» **WORK ITEM**: Repeat exactly, and only, the lines below starting at the line that contains "Query: bright green" and ending at the line that contains "x: 166, y: 65", inclusive of both.

» **RECORD EXCERPTS**:

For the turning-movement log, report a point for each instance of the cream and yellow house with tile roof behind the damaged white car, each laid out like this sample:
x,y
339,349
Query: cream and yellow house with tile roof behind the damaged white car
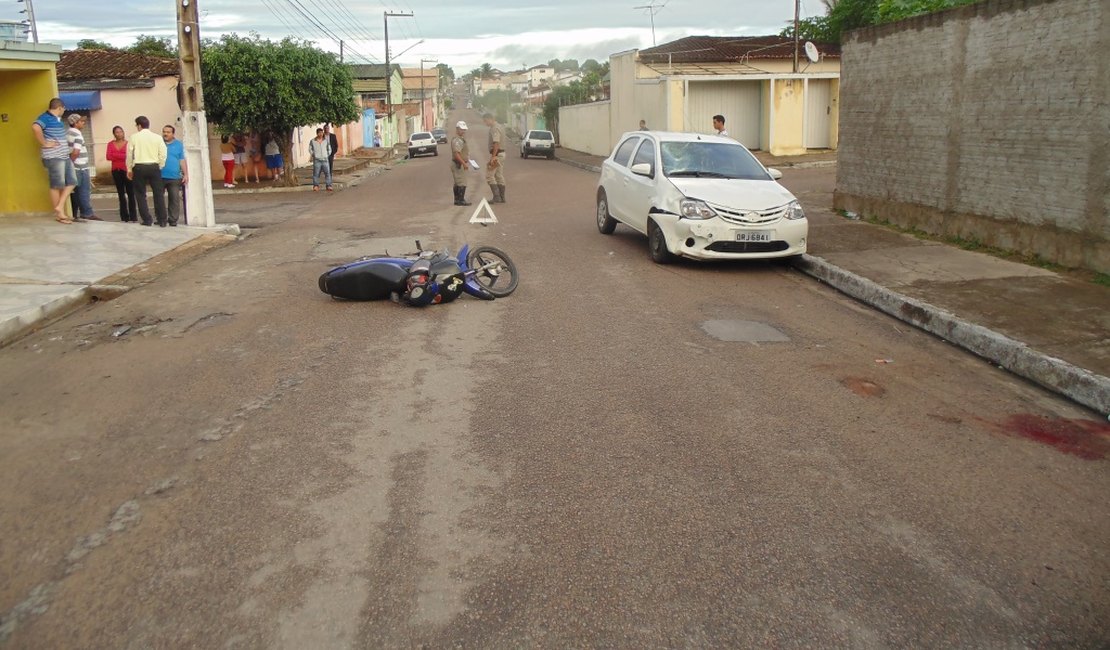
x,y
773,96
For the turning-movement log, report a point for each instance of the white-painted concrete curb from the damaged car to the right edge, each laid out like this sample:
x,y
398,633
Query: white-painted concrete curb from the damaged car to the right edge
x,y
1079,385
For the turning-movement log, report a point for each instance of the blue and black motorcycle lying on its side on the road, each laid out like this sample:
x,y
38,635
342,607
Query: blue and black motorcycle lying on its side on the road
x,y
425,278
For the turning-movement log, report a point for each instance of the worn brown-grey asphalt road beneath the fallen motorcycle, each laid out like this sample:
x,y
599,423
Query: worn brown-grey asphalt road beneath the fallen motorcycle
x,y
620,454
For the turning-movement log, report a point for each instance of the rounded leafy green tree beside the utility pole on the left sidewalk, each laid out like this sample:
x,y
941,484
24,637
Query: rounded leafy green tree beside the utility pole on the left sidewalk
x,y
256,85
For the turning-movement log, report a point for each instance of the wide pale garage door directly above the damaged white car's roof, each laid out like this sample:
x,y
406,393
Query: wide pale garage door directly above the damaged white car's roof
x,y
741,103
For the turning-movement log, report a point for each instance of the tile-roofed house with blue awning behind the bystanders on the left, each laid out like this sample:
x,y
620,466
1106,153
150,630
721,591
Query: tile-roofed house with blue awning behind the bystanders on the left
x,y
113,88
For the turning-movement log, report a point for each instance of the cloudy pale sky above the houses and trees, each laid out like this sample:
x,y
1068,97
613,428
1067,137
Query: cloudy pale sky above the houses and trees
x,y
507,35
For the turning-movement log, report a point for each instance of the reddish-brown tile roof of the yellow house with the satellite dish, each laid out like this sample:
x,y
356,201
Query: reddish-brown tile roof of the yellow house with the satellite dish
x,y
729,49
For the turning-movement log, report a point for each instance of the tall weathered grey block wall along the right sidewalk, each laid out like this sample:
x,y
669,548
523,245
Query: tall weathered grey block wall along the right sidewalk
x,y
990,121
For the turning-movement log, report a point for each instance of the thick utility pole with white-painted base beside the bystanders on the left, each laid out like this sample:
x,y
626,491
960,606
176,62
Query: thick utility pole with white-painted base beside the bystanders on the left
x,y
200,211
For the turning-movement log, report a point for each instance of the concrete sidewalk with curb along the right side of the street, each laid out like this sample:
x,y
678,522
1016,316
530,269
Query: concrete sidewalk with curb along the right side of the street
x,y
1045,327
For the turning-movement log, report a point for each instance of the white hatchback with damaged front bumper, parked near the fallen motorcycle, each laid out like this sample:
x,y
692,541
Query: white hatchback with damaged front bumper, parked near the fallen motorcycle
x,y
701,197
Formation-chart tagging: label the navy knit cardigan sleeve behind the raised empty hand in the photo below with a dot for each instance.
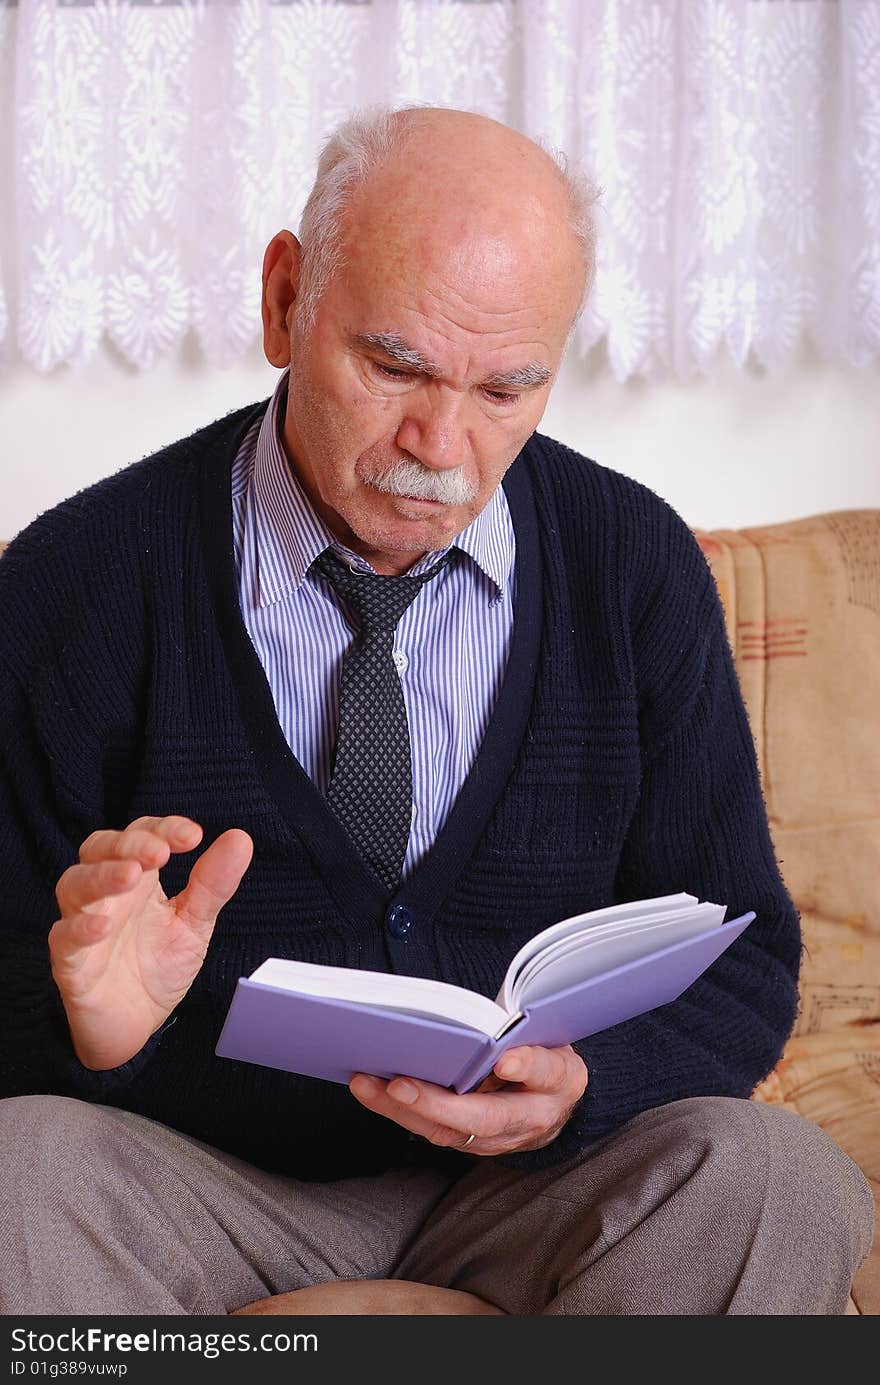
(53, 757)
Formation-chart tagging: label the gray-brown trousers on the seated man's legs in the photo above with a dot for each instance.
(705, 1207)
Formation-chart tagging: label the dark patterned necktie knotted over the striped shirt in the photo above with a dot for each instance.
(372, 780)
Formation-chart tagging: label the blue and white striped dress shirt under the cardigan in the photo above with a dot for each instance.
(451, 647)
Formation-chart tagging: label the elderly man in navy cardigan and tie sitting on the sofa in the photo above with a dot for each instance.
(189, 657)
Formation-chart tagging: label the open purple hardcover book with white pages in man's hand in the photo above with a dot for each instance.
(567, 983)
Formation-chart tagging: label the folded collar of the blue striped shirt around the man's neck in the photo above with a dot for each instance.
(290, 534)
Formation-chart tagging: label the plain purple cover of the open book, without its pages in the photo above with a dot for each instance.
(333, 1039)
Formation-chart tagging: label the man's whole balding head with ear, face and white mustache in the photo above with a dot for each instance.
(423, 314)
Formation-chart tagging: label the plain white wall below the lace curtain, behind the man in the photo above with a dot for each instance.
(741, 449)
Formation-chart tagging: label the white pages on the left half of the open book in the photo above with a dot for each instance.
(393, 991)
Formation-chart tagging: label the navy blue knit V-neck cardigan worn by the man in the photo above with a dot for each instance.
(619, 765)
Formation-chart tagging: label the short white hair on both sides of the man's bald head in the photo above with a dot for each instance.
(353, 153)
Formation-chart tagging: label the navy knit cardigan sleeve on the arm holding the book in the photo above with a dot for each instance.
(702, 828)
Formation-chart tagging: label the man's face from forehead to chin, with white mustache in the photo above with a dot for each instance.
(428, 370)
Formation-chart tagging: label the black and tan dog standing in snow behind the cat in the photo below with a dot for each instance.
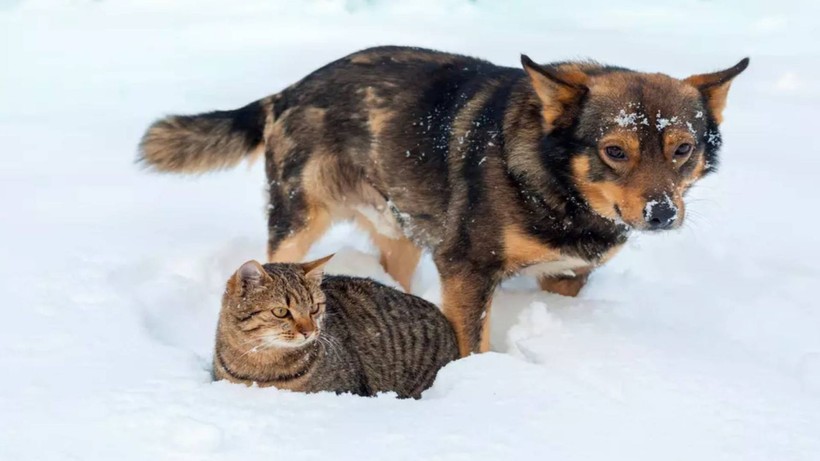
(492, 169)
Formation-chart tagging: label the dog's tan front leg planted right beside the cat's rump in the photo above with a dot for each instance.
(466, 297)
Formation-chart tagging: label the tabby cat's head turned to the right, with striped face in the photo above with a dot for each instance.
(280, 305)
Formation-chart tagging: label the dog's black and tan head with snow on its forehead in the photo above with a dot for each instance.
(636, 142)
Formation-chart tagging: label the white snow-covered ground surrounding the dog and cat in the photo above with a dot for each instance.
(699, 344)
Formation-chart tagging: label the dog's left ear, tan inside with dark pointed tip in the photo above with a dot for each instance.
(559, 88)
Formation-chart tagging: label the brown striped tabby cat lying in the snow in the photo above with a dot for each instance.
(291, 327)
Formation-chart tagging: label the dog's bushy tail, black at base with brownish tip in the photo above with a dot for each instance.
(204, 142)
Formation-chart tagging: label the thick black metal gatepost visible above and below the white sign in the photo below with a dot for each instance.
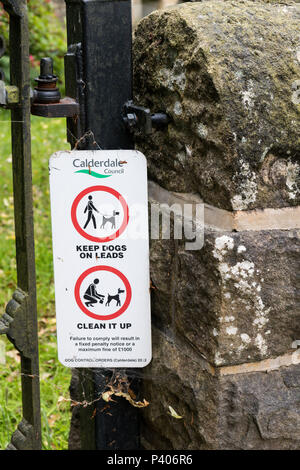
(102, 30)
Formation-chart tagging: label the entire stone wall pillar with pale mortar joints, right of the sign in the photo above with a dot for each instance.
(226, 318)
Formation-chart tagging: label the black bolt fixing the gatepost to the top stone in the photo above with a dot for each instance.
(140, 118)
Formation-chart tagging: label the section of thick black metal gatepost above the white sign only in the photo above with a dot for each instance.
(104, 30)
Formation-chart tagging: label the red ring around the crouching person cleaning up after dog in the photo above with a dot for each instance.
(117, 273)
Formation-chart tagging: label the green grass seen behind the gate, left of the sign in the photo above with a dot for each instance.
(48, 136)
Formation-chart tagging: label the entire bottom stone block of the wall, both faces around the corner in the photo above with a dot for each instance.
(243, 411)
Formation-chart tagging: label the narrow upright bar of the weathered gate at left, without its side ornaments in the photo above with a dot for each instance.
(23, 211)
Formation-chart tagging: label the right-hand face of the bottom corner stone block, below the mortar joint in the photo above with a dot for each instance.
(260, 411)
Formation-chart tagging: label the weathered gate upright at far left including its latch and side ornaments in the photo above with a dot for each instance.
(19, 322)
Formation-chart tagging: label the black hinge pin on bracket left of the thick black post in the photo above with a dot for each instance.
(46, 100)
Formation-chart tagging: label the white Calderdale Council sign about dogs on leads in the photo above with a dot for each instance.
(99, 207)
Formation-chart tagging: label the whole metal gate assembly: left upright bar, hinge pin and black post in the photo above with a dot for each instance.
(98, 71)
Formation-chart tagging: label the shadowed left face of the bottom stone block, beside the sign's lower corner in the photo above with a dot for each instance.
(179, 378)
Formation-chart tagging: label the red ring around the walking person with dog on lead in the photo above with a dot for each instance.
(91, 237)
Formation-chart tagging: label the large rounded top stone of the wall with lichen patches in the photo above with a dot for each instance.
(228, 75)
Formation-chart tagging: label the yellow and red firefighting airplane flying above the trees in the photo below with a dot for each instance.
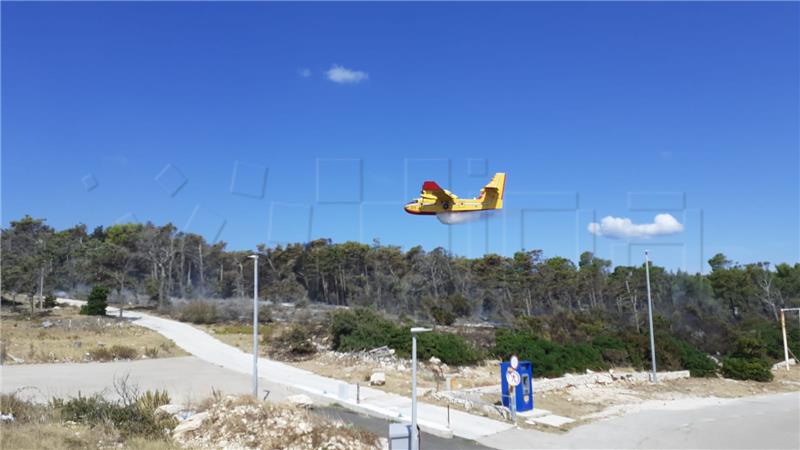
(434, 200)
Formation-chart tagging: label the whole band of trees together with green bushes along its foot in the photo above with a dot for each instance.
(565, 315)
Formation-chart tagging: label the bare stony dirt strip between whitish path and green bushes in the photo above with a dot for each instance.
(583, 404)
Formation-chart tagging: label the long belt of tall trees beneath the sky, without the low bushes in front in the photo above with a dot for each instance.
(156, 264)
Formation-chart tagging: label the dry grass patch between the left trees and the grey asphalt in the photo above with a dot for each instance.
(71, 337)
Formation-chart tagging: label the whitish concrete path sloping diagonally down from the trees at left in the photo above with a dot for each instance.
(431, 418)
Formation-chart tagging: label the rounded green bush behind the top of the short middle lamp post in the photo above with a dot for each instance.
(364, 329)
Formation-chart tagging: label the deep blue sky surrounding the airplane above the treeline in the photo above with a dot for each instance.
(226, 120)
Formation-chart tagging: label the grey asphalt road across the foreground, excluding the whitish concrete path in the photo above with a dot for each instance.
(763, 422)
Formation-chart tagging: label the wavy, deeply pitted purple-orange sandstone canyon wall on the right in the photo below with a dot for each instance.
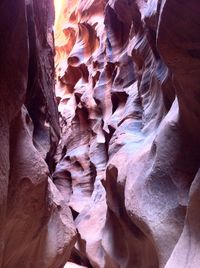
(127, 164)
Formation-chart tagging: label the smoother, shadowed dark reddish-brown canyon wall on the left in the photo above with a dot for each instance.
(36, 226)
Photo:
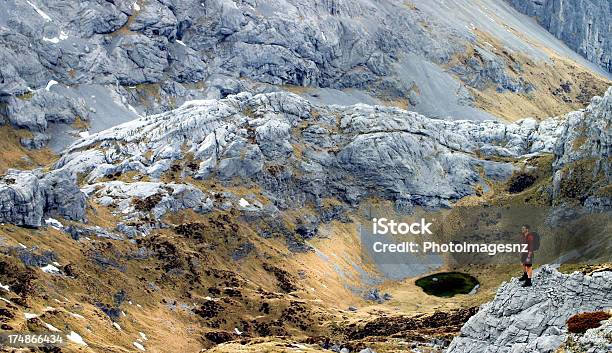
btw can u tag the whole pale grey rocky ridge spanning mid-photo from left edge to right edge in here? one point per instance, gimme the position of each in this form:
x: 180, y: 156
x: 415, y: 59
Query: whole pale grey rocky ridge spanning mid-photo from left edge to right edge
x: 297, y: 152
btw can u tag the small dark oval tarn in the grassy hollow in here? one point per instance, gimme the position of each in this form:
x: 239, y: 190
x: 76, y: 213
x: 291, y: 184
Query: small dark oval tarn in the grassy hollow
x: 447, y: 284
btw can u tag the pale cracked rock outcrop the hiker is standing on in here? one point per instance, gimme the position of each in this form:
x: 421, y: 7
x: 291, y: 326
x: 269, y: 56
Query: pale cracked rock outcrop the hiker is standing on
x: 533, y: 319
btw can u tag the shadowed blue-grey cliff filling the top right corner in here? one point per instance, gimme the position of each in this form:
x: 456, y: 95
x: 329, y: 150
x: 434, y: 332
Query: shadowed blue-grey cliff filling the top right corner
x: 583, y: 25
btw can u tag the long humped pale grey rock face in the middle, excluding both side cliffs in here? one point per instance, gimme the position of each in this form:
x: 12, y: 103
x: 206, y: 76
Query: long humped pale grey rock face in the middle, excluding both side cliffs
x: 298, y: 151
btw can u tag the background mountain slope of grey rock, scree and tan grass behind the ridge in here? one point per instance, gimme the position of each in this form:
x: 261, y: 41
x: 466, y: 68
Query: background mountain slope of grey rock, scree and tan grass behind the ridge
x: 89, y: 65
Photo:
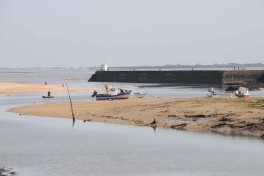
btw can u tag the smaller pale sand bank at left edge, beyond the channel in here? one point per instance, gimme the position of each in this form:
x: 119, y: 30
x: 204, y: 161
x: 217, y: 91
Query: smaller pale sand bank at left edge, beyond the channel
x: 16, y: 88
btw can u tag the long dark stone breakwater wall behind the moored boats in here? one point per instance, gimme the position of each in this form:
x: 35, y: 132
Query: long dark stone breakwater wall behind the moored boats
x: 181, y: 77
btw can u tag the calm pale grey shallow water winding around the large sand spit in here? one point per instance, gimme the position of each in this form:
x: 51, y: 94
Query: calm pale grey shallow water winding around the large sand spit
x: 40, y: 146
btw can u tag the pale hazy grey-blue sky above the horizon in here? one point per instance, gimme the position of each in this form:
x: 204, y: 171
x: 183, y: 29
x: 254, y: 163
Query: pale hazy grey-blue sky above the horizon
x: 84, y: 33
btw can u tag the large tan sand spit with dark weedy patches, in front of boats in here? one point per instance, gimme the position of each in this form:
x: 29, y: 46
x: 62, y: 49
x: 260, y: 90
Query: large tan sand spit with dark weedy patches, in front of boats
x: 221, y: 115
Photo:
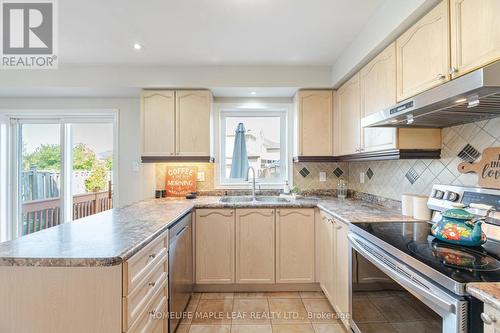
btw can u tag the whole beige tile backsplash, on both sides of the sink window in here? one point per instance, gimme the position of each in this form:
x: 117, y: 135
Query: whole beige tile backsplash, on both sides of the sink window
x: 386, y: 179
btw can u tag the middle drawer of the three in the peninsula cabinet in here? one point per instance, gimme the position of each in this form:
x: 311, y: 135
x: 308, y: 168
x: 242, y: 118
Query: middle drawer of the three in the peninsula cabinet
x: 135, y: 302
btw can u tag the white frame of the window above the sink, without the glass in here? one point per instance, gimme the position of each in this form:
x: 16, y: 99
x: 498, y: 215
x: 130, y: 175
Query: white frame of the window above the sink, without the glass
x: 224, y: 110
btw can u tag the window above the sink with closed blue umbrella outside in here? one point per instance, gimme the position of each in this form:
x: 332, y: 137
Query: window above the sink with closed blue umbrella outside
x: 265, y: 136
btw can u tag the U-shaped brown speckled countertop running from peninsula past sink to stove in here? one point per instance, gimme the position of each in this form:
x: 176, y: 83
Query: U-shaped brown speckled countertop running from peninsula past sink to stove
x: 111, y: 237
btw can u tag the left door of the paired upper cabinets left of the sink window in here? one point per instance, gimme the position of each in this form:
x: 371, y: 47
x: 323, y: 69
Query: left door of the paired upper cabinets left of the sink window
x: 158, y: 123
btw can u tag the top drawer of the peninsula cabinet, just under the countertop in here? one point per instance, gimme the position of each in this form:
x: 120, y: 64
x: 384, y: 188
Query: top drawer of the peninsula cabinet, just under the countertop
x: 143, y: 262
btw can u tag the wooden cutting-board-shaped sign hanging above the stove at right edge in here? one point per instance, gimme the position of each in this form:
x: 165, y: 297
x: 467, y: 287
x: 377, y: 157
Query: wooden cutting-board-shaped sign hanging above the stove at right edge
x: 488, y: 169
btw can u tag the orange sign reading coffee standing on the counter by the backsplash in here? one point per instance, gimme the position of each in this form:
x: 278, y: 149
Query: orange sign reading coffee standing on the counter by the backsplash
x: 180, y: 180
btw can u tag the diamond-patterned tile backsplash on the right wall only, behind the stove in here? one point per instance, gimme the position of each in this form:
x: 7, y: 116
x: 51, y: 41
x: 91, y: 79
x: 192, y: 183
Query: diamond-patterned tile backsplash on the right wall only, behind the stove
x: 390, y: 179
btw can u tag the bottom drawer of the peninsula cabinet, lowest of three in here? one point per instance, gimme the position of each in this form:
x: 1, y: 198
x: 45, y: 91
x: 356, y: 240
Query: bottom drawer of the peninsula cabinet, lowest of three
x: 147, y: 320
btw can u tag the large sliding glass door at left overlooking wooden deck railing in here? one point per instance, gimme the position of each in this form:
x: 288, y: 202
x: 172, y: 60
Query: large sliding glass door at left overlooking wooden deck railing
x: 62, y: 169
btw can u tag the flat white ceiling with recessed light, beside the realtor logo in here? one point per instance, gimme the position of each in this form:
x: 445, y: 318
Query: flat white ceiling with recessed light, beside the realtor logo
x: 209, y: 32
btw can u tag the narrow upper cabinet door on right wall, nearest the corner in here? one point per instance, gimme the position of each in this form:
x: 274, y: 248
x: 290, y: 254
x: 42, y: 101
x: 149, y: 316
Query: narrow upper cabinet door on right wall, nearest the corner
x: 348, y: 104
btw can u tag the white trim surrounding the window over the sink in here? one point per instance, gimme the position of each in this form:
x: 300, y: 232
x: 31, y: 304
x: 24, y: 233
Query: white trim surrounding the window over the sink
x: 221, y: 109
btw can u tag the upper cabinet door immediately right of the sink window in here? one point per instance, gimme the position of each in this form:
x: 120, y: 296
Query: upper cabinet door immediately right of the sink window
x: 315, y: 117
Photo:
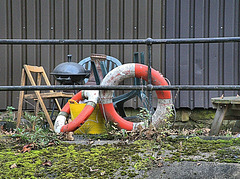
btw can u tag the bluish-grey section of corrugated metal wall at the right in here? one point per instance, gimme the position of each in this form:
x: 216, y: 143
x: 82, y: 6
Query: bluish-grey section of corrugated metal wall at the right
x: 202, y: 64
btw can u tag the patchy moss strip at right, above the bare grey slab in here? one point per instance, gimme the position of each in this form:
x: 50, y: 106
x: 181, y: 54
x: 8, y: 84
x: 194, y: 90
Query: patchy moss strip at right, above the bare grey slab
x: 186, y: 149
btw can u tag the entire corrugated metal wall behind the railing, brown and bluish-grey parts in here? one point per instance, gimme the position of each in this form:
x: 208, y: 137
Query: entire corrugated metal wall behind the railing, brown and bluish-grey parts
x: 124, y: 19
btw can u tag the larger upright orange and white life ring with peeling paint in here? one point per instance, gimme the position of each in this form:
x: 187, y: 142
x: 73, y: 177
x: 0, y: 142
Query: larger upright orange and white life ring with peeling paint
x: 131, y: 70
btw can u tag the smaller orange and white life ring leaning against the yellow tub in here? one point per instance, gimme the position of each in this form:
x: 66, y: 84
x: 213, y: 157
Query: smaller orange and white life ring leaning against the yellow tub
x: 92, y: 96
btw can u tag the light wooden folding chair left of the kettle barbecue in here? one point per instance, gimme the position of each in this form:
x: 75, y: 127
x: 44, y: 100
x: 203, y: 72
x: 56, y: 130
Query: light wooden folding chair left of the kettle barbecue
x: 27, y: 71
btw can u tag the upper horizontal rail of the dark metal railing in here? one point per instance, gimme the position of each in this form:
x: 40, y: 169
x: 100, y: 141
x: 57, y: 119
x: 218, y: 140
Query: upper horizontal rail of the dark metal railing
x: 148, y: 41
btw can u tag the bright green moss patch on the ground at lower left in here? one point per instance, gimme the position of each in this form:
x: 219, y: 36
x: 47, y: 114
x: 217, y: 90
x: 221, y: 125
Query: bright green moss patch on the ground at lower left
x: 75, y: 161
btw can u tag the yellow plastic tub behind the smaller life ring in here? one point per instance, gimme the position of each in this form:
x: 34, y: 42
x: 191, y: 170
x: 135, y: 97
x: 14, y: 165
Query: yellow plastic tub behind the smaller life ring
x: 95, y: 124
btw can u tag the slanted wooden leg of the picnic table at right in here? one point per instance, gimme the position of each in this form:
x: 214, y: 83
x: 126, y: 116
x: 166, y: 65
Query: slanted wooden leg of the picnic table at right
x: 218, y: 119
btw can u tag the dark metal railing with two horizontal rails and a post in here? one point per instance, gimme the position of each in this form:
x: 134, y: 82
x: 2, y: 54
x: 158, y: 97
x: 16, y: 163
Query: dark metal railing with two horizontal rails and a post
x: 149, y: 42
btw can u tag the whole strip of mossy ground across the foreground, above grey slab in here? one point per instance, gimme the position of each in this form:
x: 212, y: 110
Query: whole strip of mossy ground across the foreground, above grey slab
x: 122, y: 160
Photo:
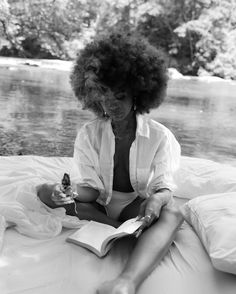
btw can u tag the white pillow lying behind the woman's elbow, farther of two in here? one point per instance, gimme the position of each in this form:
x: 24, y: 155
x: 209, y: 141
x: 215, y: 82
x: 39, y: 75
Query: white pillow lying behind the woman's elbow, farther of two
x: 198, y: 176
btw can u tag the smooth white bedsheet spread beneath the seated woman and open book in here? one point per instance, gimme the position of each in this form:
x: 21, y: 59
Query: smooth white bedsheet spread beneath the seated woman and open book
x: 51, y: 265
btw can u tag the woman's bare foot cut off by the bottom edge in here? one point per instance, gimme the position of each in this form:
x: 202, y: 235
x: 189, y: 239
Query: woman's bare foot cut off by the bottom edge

» **TASK RESULT**:
Query: bright green moss patch on the ground at lower left
x: 75, y: 161
btw can u tag the yellow plastic tub behind the smaller life ring in here? one point per instance, gimme the position of each in this form:
x: 34, y: 42
x: 191, y: 170
x: 135, y: 97
x: 14, y: 165
Query: yellow plastic tub behind the smaller life ring
x: 95, y: 124
btw can u tag the slanted wooden leg of the picnic table at right in here? one point per instance, gimme the position of each in this form:
x: 214, y: 83
x: 126, y: 116
x: 166, y: 65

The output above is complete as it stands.